*** Provided information ***

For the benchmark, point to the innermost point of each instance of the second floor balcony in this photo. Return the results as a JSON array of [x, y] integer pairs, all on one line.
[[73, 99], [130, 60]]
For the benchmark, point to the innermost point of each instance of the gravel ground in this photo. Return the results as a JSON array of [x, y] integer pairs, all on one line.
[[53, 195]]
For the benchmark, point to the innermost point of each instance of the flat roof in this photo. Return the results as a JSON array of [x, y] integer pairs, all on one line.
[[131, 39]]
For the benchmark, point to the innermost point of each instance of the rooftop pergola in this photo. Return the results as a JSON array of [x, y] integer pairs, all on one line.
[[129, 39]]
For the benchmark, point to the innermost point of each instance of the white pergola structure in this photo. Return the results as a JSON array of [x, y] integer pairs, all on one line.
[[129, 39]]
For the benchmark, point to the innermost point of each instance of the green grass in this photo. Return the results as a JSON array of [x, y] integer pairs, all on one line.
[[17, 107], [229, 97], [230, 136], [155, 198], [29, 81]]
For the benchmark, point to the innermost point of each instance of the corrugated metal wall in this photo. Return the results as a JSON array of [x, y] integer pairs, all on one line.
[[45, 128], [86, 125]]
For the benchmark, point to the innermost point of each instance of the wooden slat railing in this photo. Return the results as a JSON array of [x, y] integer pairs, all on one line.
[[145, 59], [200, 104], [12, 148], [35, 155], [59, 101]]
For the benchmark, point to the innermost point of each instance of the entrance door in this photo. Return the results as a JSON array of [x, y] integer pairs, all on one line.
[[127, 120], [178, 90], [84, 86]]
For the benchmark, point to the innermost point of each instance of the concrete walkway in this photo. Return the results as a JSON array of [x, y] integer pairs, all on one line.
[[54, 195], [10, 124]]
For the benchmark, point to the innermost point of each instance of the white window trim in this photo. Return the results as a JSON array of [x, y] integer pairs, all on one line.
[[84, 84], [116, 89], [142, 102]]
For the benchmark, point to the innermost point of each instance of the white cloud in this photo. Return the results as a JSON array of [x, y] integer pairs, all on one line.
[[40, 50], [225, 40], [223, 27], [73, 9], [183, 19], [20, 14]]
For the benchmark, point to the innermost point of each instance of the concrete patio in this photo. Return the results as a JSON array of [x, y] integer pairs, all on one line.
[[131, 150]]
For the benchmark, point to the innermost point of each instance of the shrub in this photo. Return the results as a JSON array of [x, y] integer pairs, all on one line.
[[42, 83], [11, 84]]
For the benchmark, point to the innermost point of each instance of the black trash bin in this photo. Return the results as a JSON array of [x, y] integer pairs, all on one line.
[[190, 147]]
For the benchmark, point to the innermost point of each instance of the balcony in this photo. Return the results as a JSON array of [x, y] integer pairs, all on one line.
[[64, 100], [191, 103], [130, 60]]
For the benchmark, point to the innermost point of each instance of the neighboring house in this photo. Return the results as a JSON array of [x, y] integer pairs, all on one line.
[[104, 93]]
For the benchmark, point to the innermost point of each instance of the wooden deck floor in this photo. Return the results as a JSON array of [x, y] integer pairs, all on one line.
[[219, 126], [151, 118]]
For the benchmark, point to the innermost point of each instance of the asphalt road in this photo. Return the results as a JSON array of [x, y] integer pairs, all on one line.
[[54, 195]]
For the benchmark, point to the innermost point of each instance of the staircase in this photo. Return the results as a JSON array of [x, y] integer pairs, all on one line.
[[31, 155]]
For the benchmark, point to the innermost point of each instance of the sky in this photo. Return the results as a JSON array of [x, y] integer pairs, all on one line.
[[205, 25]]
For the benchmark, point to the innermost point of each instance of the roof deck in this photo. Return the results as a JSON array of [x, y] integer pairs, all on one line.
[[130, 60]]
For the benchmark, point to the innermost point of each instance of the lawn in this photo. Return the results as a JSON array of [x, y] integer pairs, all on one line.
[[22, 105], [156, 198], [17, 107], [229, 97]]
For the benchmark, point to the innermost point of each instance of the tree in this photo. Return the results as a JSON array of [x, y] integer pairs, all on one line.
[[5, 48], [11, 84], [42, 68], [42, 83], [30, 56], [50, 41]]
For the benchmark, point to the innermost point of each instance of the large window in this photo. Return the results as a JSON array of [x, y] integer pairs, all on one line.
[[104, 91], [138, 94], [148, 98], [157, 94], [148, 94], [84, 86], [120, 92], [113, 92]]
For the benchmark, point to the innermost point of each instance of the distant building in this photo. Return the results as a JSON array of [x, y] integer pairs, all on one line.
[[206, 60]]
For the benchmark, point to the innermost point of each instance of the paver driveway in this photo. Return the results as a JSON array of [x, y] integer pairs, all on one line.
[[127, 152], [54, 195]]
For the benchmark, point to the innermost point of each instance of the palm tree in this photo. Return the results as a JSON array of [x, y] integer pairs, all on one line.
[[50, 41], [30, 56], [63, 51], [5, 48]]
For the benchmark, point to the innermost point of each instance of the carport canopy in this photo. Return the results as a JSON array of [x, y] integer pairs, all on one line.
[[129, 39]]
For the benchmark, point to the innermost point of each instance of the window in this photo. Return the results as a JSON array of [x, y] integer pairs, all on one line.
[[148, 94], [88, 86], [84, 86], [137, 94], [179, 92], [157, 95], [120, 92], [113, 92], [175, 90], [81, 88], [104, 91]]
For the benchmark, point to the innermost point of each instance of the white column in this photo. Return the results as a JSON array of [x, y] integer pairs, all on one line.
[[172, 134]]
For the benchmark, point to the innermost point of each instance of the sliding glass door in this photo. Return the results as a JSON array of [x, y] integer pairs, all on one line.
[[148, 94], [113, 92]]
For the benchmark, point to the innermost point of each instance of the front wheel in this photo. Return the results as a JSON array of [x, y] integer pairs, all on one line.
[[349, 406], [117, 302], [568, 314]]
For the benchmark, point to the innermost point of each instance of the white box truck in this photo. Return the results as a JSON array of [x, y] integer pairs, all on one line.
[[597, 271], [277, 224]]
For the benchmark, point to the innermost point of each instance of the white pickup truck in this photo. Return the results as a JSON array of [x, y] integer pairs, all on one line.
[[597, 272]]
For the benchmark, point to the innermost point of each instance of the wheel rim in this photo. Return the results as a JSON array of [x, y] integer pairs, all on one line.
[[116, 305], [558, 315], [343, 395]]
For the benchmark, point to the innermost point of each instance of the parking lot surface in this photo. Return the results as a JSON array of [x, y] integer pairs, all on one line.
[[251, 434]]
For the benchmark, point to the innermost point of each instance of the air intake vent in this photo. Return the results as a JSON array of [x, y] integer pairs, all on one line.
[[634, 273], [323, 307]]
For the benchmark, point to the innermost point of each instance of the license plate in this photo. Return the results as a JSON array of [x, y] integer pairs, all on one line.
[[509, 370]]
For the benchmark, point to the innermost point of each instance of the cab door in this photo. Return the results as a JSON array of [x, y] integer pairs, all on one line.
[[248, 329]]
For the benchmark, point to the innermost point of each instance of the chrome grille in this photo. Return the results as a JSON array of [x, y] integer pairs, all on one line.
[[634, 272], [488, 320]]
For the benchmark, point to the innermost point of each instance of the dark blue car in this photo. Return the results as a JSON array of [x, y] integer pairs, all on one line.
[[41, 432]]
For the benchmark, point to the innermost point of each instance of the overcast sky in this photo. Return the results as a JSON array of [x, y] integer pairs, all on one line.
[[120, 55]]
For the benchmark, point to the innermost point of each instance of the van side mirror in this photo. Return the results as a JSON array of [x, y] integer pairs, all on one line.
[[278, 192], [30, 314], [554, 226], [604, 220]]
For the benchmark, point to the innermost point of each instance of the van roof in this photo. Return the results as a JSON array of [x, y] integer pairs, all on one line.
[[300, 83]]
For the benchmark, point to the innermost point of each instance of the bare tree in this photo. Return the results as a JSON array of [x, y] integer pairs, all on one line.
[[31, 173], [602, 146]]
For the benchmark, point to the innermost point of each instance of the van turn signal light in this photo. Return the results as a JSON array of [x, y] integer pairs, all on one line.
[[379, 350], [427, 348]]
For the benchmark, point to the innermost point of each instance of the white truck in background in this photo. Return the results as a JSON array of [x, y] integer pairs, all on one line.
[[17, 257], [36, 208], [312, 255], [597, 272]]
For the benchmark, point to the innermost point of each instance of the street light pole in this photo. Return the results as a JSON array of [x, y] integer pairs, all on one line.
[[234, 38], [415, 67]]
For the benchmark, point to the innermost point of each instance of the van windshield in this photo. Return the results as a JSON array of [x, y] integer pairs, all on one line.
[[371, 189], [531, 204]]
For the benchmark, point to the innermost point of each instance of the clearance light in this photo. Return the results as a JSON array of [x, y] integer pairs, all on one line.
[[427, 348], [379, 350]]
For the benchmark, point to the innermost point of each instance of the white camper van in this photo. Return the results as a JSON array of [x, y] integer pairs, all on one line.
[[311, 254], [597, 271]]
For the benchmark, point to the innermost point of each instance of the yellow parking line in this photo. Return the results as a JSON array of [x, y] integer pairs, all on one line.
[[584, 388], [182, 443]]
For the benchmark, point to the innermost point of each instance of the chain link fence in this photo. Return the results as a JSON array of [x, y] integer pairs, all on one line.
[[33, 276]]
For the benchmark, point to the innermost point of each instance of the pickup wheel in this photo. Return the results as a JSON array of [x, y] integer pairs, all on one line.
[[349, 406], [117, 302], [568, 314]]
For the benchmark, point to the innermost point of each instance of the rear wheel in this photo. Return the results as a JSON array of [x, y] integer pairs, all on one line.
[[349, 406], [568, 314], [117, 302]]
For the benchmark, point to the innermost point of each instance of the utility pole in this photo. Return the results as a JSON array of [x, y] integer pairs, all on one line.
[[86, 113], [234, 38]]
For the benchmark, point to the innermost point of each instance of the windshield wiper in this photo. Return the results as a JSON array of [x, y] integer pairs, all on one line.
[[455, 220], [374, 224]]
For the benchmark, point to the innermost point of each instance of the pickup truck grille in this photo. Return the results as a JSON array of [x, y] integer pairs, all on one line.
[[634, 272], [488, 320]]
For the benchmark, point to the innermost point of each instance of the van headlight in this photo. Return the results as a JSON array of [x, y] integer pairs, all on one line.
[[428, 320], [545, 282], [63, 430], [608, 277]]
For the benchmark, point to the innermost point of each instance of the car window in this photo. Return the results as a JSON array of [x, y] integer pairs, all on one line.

***

§ Exercise description:
Recast the lines from the one containing "instance of the sky" through the one containing "56], [50, 41]]", both included, as a JSON list of strings with one string per line, omitting any blank lines.

§ Completed task:
[
  "For the benchmark, point to the innermost point of each instance of the sky in this photo. Return the results as a JSON array of [x, y] integer pairs, all on one line.",
  "[[205, 25]]",
  "For the benchmark, point to the innermost point of each instance of the roof deck in this photo. Return the results as a JSON array of [x, y] integer pairs, all on one line.",
  "[[130, 60]]",
  "For the benchmark, point to the innermost point of each instance of the lawn in this photo. Return the results as a JSON array of [x, y] integer pairs, all on one line.",
  "[[22, 105], [156, 198], [17, 107], [229, 97]]",
  "For the benchmark, point to the innermost point of each instance of the tree in this photo. Return the results as a JSON array of [x, y] integer pairs, all on one line.",
  "[[5, 48], [11, 84], [42, 68], [42, 83], [30, 56], [50, 41]]"
]